**Written exercise**. Update the entries from the line containing "Check that every instance of the pale" through the end of the entries, inclusive, replacing "tulip" with "blossom" and changing nothing else. Omit the pictures from your answer.

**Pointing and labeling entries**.
====

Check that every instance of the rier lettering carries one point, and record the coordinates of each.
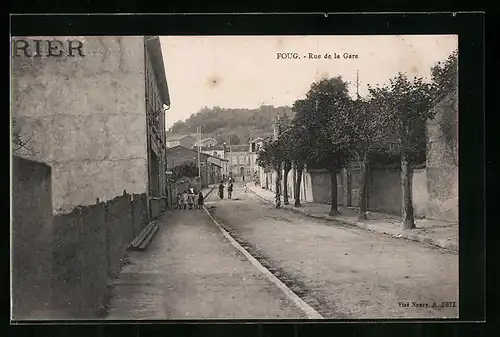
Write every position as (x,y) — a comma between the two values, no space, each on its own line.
(47,48)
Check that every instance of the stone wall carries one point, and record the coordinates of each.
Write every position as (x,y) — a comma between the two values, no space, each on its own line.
(442,161)
(85,117)
(89,244)
(31,238)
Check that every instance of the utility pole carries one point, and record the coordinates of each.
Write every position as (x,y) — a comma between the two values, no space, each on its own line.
(230,173)
(198,131)
(357,84)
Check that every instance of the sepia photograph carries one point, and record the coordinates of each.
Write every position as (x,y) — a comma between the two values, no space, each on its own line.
(292,177)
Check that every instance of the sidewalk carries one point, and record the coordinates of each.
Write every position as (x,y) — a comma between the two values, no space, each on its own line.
(438,233)
(191,271)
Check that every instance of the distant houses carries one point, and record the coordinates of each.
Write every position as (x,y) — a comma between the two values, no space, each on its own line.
(182,140)
(211,167)
(98,121)
(434,184)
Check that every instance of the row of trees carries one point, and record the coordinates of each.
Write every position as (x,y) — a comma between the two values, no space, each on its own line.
(330,129)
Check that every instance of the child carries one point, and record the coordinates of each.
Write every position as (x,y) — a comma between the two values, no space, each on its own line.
(179,201)
(190,200)
(200,200)
(184,199)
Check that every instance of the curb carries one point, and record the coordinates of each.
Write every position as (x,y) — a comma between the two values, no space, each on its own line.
(303,306)
(441,243)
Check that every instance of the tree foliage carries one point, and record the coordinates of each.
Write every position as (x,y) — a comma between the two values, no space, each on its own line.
(405,106)
(445,77)
(325,122)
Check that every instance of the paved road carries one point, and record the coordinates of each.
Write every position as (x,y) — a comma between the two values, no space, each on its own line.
(341,271)
(191,271)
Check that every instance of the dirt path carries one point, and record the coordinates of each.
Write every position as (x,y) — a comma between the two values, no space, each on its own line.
(190,271)
(343,271)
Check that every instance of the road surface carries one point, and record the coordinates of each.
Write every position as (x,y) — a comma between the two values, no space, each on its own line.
(342,271)
(191,271)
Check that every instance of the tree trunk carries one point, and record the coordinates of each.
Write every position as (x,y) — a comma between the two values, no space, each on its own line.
(334,208)
(406,178)
(287,169)
(277,186)
(300,169)
(363,192)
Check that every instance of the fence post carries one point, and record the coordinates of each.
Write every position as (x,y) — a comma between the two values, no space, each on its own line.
(106,239)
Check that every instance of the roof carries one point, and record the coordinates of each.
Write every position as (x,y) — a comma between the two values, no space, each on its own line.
(204,155)
(176,137)
(240,148)
(153,47)
(212,148)
(256,139)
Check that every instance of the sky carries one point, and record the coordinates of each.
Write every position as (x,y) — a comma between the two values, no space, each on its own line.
(245,72)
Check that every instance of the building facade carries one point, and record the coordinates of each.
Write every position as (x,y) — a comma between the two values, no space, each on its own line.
(207,142)
(96,117)
(239,161)
(255,146)
(182,140)
(220,153)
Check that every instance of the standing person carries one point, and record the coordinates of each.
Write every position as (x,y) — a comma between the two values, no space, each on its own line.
(200,200)
(184,199)
(179,201)
(221,190)
(190,200)
(196,196)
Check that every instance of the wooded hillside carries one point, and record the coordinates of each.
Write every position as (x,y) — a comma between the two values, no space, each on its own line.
(239,124)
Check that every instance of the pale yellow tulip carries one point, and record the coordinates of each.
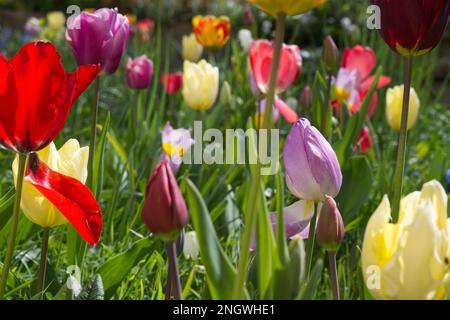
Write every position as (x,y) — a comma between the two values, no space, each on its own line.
(192,50)
(70,160)
(394,104)
(200,84)
(409,259)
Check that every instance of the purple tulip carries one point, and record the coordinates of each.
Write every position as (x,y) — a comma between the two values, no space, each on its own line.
(139,72)
(98,38)
(312,168)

====

**Task answer**.
Check that every instance of the pale yellow blossom carries one point, and record the coordinates of each.
Write every position as (x,y) — a comma between the two values, no space, each on its own line.
(192,50)
(70,160)
(394,104)
(200,84)
(409,259)
Check that every instance of the purple blossom carries one point, and record the coordinates of each.
Write every position as (x,y) — a comma between the two values, no space, each on its own line.
(139,72)
(98,38)
(312,168)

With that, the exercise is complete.